§ Task objective: Find each line in the records that contains the word "light", and copy those lines.

[start of Task data]

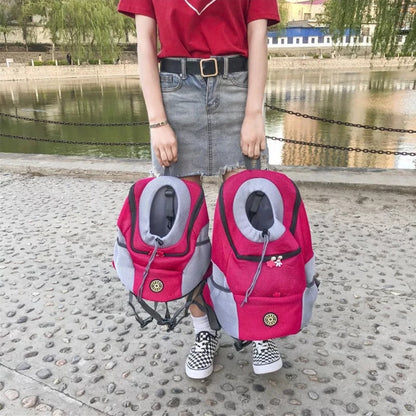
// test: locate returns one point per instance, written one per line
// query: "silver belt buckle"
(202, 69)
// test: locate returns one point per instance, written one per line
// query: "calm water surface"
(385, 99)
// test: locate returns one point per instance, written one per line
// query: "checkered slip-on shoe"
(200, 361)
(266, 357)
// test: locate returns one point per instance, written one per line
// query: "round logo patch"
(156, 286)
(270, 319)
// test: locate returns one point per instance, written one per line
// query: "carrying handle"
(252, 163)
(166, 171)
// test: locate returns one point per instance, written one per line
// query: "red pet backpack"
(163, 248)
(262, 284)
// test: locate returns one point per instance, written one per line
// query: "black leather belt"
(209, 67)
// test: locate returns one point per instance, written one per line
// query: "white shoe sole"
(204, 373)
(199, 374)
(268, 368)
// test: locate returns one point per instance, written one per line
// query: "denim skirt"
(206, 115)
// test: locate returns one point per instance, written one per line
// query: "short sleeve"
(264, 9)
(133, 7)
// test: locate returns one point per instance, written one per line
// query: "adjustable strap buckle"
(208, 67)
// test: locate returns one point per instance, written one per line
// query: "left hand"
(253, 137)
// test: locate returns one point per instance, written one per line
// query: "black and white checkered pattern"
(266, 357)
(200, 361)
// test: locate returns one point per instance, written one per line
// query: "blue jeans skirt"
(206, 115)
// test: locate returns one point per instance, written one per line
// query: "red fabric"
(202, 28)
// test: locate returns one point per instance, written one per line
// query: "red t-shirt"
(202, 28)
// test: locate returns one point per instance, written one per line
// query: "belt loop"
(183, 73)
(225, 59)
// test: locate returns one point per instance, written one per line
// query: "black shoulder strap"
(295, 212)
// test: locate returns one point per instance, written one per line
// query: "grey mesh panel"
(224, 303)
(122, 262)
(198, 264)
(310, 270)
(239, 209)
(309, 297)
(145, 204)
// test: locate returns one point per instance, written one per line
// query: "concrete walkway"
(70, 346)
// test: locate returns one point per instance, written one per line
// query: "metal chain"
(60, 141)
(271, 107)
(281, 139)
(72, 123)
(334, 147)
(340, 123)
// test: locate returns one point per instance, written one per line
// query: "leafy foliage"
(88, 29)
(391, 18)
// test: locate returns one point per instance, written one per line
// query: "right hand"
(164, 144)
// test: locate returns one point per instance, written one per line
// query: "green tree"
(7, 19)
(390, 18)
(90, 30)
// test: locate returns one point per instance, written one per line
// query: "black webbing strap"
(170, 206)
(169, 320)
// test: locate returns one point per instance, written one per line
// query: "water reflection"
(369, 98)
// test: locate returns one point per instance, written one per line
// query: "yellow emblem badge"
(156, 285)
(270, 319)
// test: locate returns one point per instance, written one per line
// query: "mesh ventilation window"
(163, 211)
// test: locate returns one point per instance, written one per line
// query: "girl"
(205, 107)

[end of Task data]
[start of Task data]

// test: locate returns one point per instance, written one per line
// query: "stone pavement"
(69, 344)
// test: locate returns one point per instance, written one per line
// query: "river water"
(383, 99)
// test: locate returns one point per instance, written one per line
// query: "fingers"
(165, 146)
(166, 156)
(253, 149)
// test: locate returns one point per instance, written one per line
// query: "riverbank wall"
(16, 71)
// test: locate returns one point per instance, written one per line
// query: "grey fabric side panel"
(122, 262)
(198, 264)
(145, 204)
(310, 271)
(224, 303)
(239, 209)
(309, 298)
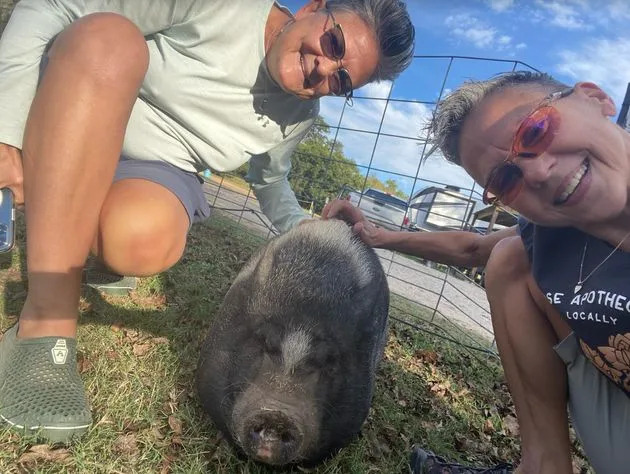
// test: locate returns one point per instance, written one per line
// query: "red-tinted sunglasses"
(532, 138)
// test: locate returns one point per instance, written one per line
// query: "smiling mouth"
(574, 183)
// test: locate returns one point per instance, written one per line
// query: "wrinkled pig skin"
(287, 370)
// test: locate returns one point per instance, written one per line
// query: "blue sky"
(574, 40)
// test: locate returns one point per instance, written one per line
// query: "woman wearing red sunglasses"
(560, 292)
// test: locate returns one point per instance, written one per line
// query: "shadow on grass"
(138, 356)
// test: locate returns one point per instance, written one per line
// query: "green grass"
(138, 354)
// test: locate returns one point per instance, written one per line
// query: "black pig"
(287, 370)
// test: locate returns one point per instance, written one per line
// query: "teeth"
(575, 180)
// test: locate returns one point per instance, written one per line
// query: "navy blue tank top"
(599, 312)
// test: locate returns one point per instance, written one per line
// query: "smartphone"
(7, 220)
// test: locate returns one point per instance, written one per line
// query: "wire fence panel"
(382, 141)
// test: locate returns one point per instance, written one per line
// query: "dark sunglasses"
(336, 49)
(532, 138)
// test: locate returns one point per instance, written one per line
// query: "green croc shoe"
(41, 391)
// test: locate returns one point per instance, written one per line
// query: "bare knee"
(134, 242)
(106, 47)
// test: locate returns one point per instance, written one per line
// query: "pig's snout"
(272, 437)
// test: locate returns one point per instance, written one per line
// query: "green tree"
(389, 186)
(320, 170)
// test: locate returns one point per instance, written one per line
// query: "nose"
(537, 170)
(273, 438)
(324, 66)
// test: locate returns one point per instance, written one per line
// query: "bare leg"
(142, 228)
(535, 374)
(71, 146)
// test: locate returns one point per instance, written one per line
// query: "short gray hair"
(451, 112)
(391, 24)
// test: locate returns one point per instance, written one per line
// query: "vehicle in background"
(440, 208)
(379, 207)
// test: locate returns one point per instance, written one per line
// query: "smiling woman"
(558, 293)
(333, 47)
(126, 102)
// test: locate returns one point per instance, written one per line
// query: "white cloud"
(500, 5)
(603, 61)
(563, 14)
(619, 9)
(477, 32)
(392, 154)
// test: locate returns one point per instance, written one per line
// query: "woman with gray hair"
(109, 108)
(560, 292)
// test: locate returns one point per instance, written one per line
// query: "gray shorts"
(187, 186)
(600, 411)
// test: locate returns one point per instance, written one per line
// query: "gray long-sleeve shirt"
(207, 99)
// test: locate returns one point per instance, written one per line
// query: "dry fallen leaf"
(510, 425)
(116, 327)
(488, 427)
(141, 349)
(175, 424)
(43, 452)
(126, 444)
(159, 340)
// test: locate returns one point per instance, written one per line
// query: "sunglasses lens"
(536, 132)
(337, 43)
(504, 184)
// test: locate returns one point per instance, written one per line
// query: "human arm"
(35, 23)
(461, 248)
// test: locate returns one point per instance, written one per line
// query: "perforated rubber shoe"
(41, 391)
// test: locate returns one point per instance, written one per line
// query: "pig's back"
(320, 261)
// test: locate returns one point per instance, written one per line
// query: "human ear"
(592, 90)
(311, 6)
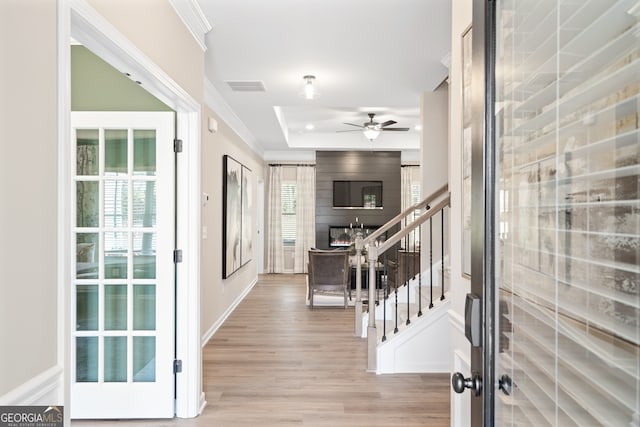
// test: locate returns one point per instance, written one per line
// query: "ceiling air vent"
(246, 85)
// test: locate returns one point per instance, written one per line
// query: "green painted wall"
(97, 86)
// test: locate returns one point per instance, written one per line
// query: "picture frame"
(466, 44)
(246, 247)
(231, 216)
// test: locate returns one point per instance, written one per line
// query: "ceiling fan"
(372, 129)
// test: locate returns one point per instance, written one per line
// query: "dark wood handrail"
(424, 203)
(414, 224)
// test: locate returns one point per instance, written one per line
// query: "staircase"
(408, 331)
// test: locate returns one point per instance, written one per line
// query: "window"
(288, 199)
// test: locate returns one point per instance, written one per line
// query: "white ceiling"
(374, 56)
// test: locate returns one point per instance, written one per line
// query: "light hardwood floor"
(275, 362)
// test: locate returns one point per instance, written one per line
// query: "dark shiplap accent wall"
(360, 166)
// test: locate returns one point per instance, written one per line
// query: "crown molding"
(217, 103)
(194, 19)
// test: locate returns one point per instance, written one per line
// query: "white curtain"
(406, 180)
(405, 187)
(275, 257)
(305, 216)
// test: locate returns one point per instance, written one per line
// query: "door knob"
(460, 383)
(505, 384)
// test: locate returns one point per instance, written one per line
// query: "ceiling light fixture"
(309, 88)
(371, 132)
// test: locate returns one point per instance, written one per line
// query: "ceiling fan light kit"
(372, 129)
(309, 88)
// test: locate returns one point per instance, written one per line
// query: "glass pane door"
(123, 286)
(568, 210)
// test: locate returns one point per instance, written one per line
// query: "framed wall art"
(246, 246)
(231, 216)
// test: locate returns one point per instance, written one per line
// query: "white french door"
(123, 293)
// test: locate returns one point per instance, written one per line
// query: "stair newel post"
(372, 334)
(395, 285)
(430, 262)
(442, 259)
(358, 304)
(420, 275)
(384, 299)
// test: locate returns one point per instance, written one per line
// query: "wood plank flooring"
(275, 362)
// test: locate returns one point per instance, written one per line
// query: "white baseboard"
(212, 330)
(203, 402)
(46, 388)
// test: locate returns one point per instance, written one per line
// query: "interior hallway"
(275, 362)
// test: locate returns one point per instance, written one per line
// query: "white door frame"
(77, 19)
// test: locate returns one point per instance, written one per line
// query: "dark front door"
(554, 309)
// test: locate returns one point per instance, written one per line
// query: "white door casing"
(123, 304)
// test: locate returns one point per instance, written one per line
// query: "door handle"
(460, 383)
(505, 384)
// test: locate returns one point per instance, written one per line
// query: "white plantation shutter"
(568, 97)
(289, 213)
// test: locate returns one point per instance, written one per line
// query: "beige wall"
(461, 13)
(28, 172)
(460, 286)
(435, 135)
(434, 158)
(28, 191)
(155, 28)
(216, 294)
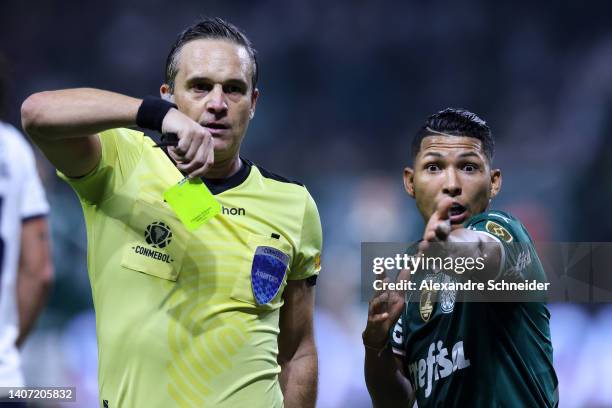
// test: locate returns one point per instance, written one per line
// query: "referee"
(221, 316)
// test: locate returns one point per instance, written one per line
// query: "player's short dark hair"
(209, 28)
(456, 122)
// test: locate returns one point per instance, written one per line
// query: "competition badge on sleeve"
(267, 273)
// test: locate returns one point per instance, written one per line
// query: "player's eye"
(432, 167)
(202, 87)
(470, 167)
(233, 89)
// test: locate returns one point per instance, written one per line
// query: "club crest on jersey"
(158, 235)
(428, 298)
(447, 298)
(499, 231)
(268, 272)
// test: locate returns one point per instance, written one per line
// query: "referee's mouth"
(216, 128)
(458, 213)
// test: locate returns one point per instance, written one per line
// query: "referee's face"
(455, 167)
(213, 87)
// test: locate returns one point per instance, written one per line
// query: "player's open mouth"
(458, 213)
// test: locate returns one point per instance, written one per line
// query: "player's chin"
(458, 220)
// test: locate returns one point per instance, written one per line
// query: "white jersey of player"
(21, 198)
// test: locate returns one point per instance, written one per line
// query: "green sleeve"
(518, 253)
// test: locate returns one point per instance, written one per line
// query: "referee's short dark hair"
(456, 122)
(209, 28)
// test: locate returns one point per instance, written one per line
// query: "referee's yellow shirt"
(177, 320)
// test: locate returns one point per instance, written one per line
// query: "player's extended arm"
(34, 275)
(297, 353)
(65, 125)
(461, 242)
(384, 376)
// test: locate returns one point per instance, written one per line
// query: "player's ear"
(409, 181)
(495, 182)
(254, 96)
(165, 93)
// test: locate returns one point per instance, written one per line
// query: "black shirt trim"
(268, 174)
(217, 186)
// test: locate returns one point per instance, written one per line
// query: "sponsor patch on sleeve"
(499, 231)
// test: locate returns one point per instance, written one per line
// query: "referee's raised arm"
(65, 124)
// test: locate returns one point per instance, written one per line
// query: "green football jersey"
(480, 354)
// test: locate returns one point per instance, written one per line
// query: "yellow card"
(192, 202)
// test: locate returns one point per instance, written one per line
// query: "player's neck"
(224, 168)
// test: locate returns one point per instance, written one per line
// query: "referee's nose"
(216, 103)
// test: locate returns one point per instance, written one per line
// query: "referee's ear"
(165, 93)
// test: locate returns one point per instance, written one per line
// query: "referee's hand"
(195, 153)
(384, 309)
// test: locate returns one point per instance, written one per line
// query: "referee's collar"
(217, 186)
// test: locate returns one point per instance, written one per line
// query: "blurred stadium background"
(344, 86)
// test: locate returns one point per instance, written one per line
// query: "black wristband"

[end of Task data]
[start of Task data]

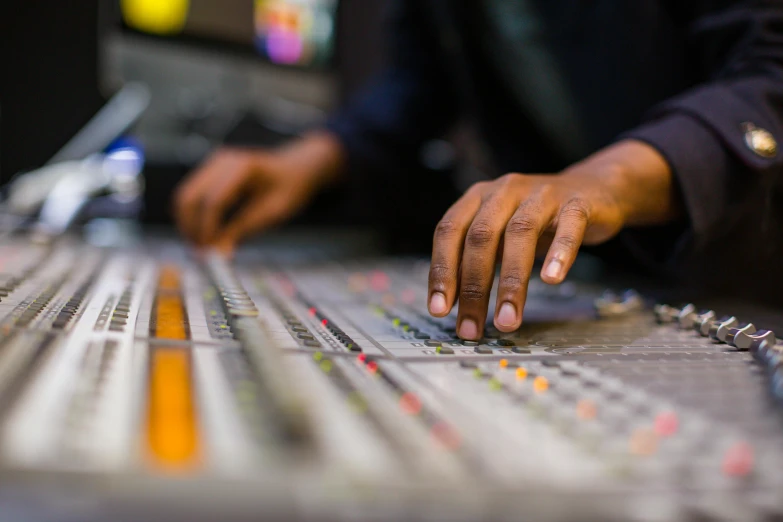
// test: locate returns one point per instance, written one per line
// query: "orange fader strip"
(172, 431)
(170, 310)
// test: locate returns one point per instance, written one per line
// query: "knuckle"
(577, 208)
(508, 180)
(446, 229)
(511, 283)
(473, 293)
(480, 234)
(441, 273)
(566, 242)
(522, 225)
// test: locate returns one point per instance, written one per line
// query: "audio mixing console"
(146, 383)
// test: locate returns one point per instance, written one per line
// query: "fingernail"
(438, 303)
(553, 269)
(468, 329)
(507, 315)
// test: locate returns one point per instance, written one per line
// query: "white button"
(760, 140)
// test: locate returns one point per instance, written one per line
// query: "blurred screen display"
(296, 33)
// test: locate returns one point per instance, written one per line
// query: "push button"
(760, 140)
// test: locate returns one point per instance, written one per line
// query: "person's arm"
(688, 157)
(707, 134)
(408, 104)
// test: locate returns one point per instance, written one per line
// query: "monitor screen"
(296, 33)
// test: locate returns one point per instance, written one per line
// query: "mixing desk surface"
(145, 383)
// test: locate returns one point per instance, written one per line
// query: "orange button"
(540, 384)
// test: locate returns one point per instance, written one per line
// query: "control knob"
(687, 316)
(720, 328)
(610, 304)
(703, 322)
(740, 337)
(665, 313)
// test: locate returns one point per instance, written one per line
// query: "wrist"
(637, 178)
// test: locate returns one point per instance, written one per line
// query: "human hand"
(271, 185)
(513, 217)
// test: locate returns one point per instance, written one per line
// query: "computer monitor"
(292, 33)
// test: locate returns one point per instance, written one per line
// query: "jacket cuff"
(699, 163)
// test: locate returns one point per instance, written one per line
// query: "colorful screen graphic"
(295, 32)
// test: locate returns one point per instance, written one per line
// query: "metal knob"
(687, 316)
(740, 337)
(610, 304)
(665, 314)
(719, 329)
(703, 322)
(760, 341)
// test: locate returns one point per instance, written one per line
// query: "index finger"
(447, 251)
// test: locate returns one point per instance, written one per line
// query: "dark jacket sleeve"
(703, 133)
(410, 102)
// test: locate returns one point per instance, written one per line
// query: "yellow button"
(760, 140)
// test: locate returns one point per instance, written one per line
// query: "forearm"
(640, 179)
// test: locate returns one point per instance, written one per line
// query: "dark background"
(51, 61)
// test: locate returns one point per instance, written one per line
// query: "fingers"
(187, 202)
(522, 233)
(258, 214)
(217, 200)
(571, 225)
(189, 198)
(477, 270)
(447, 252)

[end of Task data]

§ Solution for this exercise:
// query: "light hardwood floor"
// query: "ceiling light fixture"
// query: "ceiling fan light kit"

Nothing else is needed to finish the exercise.